Start of Block

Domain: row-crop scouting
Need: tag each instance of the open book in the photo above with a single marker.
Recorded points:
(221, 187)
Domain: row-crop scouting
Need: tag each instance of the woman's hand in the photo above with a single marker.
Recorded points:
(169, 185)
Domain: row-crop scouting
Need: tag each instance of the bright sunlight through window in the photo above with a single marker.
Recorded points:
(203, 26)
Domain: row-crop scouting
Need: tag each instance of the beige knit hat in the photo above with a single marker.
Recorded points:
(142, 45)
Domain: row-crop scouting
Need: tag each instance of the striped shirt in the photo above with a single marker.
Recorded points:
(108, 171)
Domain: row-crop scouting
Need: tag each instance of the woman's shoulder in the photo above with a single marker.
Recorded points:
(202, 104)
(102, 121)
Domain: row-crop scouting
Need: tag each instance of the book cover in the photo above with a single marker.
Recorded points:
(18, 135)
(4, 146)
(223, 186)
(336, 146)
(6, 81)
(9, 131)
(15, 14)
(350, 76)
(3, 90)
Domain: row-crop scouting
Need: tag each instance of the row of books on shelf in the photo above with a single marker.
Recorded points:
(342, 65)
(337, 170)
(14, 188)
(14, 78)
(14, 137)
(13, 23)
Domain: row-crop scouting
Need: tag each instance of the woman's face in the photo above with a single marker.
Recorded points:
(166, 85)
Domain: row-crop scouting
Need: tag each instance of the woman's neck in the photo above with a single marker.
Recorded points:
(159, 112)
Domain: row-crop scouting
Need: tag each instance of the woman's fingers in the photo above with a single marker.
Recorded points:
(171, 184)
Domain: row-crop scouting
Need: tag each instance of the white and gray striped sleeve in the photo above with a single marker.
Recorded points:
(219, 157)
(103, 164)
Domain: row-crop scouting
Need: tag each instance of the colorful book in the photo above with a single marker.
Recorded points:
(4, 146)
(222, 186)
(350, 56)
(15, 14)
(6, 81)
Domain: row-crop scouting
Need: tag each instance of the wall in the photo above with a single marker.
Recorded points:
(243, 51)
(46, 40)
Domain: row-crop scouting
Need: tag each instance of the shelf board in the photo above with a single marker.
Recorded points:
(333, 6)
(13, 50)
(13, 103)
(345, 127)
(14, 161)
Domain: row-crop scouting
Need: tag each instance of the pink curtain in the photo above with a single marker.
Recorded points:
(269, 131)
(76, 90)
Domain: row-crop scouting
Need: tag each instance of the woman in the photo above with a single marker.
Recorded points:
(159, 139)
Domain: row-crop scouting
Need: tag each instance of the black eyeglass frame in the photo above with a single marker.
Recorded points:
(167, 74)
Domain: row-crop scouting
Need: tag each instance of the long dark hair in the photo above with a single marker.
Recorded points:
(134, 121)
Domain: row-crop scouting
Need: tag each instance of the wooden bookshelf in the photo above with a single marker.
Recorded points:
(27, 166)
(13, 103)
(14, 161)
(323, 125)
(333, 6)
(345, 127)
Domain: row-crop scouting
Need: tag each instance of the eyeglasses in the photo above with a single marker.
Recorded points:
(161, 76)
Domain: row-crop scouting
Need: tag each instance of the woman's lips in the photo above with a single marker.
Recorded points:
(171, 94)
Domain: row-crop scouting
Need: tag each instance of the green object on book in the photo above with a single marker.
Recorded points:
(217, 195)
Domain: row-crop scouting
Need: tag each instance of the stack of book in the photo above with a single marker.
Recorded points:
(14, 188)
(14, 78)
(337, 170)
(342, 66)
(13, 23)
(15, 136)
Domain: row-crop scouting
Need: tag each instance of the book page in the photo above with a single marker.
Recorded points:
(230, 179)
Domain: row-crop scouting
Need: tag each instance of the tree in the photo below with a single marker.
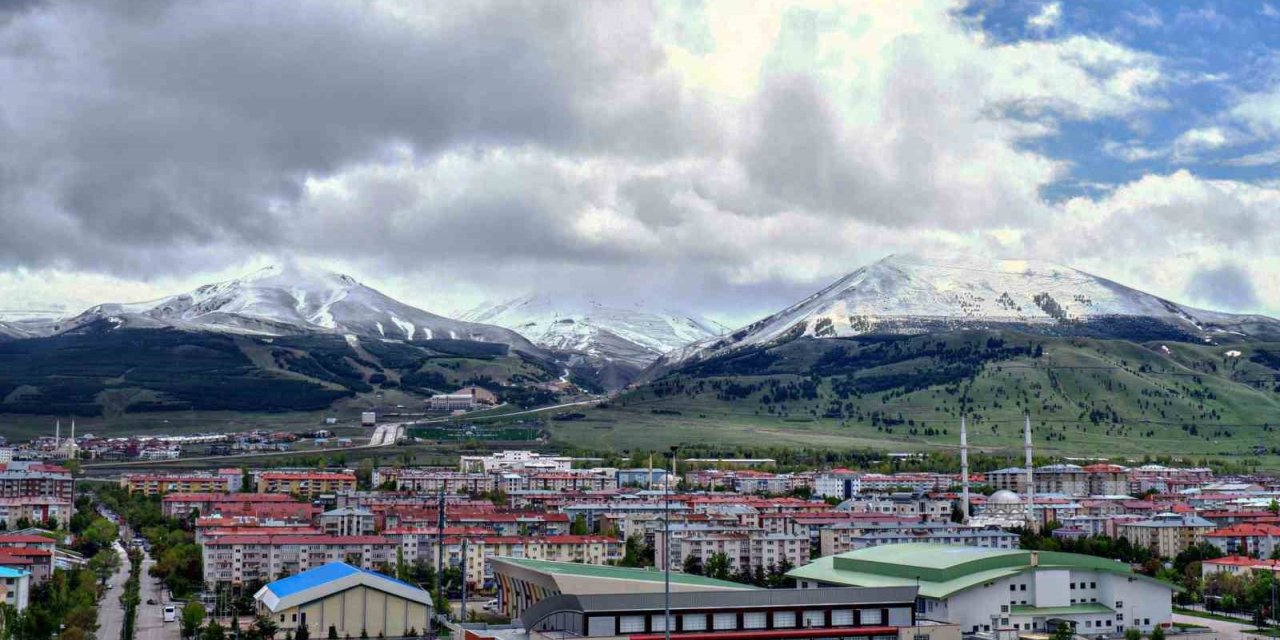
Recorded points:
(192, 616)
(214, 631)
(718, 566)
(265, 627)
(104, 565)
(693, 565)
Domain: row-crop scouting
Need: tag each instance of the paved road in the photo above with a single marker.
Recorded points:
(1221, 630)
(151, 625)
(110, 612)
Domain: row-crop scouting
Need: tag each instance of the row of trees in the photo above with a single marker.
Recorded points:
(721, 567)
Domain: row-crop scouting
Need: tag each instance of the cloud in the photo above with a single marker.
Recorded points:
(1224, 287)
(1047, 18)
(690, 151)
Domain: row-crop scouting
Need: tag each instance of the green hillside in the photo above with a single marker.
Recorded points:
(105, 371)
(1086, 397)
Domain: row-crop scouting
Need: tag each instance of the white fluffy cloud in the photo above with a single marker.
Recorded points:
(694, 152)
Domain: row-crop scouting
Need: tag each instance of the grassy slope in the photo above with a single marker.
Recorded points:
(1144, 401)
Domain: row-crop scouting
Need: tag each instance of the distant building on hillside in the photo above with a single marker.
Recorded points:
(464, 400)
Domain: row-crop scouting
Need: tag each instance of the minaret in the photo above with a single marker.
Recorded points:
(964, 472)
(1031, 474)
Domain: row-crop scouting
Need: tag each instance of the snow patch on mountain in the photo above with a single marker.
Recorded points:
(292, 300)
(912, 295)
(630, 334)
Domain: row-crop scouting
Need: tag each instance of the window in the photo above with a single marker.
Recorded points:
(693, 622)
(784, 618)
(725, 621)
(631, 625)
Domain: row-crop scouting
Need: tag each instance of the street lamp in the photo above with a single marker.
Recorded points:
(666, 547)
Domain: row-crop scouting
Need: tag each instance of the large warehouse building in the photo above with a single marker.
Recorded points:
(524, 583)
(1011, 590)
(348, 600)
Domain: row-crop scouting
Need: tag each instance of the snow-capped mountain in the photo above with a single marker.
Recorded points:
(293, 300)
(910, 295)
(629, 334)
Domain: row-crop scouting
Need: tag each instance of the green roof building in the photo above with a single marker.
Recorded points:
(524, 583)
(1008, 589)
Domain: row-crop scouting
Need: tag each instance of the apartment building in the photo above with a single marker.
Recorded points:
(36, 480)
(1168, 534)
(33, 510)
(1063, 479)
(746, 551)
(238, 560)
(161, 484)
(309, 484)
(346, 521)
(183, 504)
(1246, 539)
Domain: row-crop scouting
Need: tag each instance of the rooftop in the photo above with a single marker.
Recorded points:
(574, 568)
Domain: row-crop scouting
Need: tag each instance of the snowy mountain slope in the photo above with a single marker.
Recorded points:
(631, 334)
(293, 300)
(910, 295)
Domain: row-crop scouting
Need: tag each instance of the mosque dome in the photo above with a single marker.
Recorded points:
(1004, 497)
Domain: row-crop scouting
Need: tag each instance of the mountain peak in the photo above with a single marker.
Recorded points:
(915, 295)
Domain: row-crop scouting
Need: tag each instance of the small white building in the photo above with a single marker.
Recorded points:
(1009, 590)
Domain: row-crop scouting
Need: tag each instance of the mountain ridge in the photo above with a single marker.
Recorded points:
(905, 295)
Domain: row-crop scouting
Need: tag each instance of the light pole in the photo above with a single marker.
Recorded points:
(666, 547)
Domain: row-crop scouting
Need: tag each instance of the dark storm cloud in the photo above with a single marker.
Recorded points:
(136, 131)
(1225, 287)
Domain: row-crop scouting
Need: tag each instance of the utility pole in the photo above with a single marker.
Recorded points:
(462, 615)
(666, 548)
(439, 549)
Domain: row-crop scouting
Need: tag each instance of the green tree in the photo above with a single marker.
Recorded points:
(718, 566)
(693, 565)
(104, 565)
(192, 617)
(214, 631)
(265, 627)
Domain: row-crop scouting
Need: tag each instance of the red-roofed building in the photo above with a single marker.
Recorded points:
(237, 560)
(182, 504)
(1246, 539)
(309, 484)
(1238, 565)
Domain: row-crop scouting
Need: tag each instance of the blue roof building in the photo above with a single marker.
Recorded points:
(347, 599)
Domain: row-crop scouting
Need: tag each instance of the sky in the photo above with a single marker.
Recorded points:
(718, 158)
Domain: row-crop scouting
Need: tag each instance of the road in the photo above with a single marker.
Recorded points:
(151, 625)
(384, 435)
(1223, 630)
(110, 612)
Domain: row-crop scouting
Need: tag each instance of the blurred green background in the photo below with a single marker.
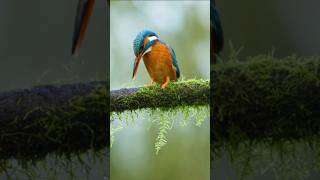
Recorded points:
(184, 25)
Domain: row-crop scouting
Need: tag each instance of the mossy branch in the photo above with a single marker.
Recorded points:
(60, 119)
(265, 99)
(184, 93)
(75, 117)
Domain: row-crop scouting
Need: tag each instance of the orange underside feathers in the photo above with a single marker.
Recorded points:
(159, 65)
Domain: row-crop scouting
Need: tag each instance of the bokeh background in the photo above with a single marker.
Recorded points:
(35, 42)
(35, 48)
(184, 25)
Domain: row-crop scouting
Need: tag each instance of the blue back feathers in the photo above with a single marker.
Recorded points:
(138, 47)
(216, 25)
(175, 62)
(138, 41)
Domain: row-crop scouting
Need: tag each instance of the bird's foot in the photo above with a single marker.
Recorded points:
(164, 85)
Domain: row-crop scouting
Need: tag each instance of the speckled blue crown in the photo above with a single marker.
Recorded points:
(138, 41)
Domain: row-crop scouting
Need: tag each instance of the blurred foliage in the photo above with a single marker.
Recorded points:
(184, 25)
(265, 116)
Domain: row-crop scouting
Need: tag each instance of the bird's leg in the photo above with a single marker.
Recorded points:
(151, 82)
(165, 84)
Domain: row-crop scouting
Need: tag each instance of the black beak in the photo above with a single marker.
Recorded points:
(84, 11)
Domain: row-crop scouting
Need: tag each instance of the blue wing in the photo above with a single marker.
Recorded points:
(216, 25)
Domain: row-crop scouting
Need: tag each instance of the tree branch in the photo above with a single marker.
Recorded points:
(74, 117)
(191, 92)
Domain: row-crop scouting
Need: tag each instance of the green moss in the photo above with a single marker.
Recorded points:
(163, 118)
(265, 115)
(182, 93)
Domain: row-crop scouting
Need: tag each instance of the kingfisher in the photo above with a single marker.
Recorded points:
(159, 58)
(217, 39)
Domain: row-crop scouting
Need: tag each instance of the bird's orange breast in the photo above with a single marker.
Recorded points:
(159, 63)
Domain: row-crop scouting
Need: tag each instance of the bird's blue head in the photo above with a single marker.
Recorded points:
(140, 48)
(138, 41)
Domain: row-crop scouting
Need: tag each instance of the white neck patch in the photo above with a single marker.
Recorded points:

End of Block

_Work instructions_
Give the count, and only the count, of lines in these records that hold the string "building".

_The completed task_
7